*** Passage ***

In Brief - Internet-Delivered Cognitive Behavioural Therapy for Major Depressive Disorder and Anxiety Disorders


Key Messages

  • It is recommended that guided internet-delivered cognitive behavioural therapy (iCBT) is offered to adults with mildto-moderate major depressive disorder and/or anxiety disorders.
  • The guidance of a therapist in iCBT may support tailoring of the intervention to reflect a patient’s priorities and needs and facilitate adherence to treatment.
  • It may be necessary to offer a variety of program options to ensure people who are referred to iCBT are able to find programs that are culturally and contextually appropriate and meet their individual needs.
  • iCBT may offer a viable service option for people with mildto-moderate major depression and/or anxiety disorders who have limited access to face-to-face therapy.
  • Integration of iCBT into clinical care will facilitate further monitoring and evaluation of iCBT-related outcomes


For individuals with depression or anxiety disorders, cognitive behavioural therapy (CBT) is an effective psychological treatment and the most commonly used form of psychotherapy. While CBT is traditionally delivered in a face-to-face session between a patient and a therapist, an alternative option for CBT delivery over the internet (internet-delivered CBT; iCBT) is also available. iCBT may offer ways for some patients to overcome barriers to accessing timely and effective therapy.


iCBT involves the delivery of CBT via an online platform and requires the use of a computer, smartphone, or tablet with an internet connection. iCBT programs are typically comprised of a series of modules that include readings, activities, and messaging. iCBT can be guided (patients communicate with a regulated health care professionala or a coach during treatment) or unguided (patients work through the program on their own). Access options, program structure, level of support, and cost vary between available programs.


A wide variety of programs are currently available in Canada. However, the effectiveness of iCBT is not well-established, it is not currently funded in a systematic way in Canada, and concrete frameworks for its implementation and integration into clinical practice have not yet been established.

*** Listed records ***

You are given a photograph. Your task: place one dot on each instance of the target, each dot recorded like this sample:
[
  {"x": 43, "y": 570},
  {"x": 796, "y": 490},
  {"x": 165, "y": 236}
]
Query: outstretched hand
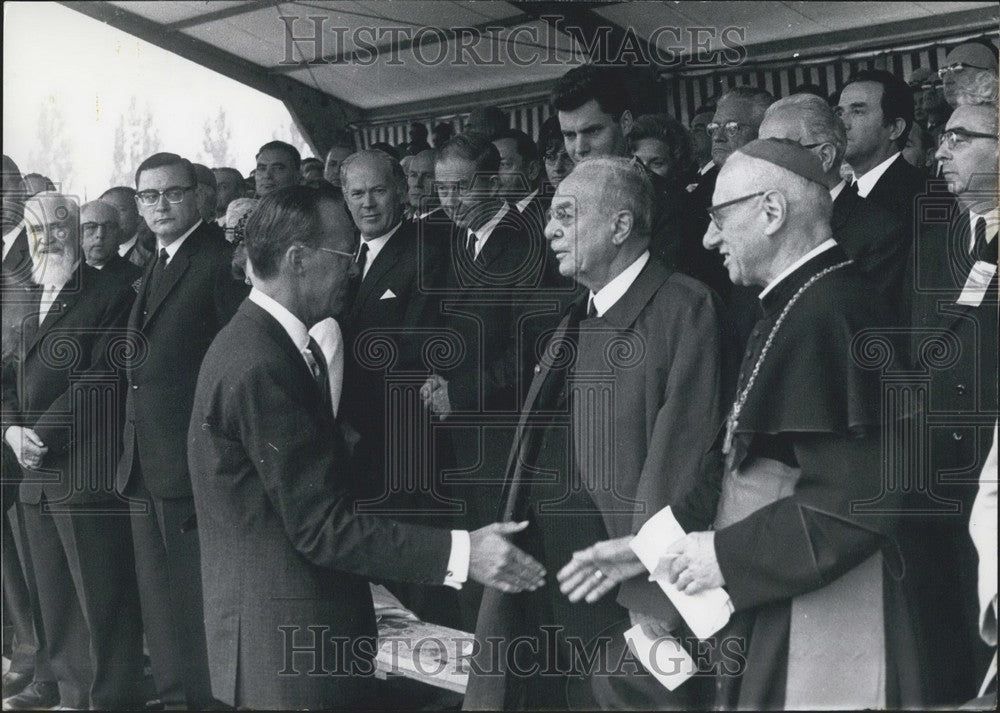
[
  {"x": 495, "y": 562},
  {"x": 595, "y": 571}
]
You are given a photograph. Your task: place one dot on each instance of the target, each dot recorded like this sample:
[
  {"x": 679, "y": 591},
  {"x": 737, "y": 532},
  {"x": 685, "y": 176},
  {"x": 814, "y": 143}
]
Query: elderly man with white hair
[
  {"x": 816, "y": 611},
  {"x": 641, "y": 349},
  {"x": 80, "y": 549}
]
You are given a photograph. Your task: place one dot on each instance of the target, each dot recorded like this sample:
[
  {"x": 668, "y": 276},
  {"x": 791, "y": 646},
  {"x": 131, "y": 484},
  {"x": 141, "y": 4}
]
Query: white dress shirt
[
  {"x": 483, "y": 233},
  {"x": 992, "y": 223},
  {"x": 616, "y": 288},
  {"x": 821, "y": 248},
  {"x": 867, "y": 182},
  {"x": 375, "y": 246},
  {"x": 10, "y": 236},
  {"x": 175, "y": 245},
  {"x": 123, "y": 248},
  {"x": 461, "y": 544}
]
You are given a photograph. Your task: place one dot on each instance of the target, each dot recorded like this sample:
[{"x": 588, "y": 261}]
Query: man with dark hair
[
  {"x": 186, "y": 296},
  {"x": 521, "y": 174},
  {"x": 134, "y": 230},
  {"x": 954, "y": 295},
  {"x": 312, "y": 172},
  {"x": 286, "y": 552},
  {"x": 494, "y": 265},
  {"x": 441, "y": 132},
  {"x": 875, "y": 238},
  {"x": 277, "y": 167},
  {"x": 228, "y": 186},
  {"x": 100, "y": 234},
  {"x": 737, "y": 117},
  {"x": 594, "y": 110},
  {"x": 877, "y": 110},
  {"x": 87, "y": 608},
  {"x": 665, "y": 408}
]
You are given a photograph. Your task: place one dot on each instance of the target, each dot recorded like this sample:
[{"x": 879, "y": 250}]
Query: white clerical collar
[
  {"x": 10, "y": 236},
  {"x": 289, "y": 322},
  {"x": 123, "y": 248},
  {"x": 835, "y": 191},
  {"x": 992, "y": 224},
  {"x": 523, "y": 203},
  {"x": 607, "y": 296},
  {"x": 821, "y": 248},
  {"x": 175, "y": 245},
  {"x": 867, "y": 182},
  {"x": 375, "y": 246},
  {"x": 483, "y": 233}
]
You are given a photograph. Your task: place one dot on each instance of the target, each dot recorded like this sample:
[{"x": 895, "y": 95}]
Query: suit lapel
[
  {"x": 174, "y": 271},
  {"x": 387, "y": 257},
  {"x": 67, "y": 297}
]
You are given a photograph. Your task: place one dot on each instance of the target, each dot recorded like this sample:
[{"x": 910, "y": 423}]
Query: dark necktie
[
  {"x": 157, "y": 275},
  {"x": 362, "y": 260},
  {"x": 320, "y": 372},
  {"x": 982, "y": 250}
]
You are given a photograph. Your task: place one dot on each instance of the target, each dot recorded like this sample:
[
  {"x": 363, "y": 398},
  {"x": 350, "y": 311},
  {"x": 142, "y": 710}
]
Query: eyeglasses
[
  {"x": 92, "y": 227},
  {"x": 955, "y": 137},
  {"x": 957, "y": 67},
  {"x": 730, "y": 127},
  {"x": 713, "y": 210},
  {"x": 174, "y": 194},
  {"x": 332, "y": 251}
]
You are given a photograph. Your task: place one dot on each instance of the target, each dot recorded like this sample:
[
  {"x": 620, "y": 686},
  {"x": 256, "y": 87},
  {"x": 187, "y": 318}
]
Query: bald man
[
  {"x": 100, "y": 236},
  {"x": 665, "y": 408},
  {"x": 81, "y": 549}
]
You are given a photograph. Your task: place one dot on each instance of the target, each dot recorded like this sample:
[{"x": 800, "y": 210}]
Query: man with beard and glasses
[{"x": 80, "y": 547}]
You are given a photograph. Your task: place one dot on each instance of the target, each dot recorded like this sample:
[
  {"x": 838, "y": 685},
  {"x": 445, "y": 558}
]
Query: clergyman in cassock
[{"x": 811, "y": 572}]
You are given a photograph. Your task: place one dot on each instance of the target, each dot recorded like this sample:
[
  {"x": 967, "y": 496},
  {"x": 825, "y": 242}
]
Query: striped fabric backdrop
[{"x": 685, "y": 91}]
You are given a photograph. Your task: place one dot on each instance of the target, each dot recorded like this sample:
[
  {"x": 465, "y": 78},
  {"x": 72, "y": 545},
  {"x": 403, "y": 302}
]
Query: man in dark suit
[
  {"x": 136, "y": 243},
  {"x": 392, "y": 301},
  {"x": 99, "y": 236},
  {"x": 286, "y": 553},
  {"x": 877, "y": 110},
  {"x": 80, "y": 548},
  {"x": 665, "y": 406},
  {"x": 497, "y": 273},
  {"x": 874, "y": 237},
  {"x": 28, "y": 667},
  {"x": 187, "y": 294},
  {"x": 954, "y": 295}
]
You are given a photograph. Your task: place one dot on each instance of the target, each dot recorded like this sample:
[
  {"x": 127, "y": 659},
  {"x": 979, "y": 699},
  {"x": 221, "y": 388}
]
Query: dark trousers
[
  {"x": 88, "y": 605},
  {"x": 17, "y": 599},
  {"x": 168, "y": 567}
]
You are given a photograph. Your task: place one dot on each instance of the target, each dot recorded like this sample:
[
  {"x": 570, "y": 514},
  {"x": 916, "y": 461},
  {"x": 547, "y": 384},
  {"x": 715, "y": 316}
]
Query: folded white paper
[
  {"x": 705, "y": 612},
  {"x": 665, "y": 658}
]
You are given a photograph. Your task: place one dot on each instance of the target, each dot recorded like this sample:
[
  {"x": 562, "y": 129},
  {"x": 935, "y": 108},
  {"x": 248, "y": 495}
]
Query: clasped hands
[
  {"x": 434, "y": 394},
  {"x": 690, "y": 564},
  {"x": 27, "y": 446}
]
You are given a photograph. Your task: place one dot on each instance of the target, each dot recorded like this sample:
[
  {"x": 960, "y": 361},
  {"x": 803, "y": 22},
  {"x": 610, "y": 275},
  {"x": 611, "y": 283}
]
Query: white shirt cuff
[{"x": 458, "y": 560}]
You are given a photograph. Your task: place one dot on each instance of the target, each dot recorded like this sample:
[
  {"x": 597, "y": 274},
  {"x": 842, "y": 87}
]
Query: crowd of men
[{"x": 473, "y": 372}]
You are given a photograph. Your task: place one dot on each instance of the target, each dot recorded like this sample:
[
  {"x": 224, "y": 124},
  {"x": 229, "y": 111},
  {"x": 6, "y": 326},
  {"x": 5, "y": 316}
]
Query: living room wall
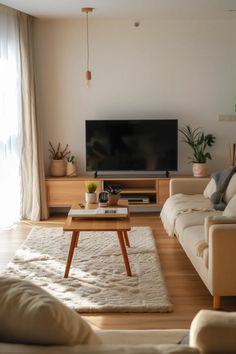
[{"x": 161, "y": 69}]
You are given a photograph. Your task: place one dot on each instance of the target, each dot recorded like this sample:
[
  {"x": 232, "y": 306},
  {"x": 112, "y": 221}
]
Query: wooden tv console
[{"x": 64, "y": 191}]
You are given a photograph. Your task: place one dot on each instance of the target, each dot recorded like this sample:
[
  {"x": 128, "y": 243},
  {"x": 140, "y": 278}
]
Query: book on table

***

**What the task asks:**
Copy out the full iCBT brief word for word. The rows are a separate set of material and have no connection to the iCBT brief.

**Reply to the exercise:**
In Brief - Internet-Delivered Cognitive Behavioural Therapy for Major Depressive Disorder and Anxiety Disorders


Key Messages

  • It is recommended that guided internet-delivered cognitive behavioural therapy (iCBT) is offered to adults with mildto-moderate major depressive disorder and/or anxiety disorders.
  • The guidance of a therapist in iCBT may support tailoring of the intervention to reflect a patient’s priorities and needs and facilitate adherence to treatment.
  • It may be necessary to offer a variety of program options to ensure people who are referred to iCBT are able to find programs that are culturally and contextually appropriate and meet their individual needs.
  • iCBT may offer a viable service option for people with mildto-moderate major depression and/or anxiety disorders who have limited access to face-to-face therapy.
  • Integration of iCBT into clinical care will facilitate further monitoring and evaluation of iCBT-related outcomes


For individuals with depression or anxiety disorders, cognitive behavioural therapy (CBT) is an effective psychological treatment and the most commonly used form of psychotherapy. While CBT is traditionally delivered in a face-to-face session between a patient and a therapist, an alternative option for CBT delivery over the internet (internet-delivered CBT; iCBT) is also available. iCBT may offer ways for some patients to overcome barriers to accessing timely and effective therapy.


iCBT involves the delivery of CBT via an online platform and requires the use of a computer, smartphone, or tablet with an internet connection. iCBT programs are typically comprised of a series of modules that include readings, activities, and messaging. iCBT can be guided (patients communicate with a regulated health care professionala or a coach during treatment) or unguided (patients work through the program on their own). Access options, program structure, level of support, and cost vary between available programs.


A wide variety of programs are currently available in Canada. However, the effectiveness of iCBT is not well-established, it is not currently funded in a systematic way in Canada, and concrete frameworks for its implementation and integration into clinical practice have not yet been established.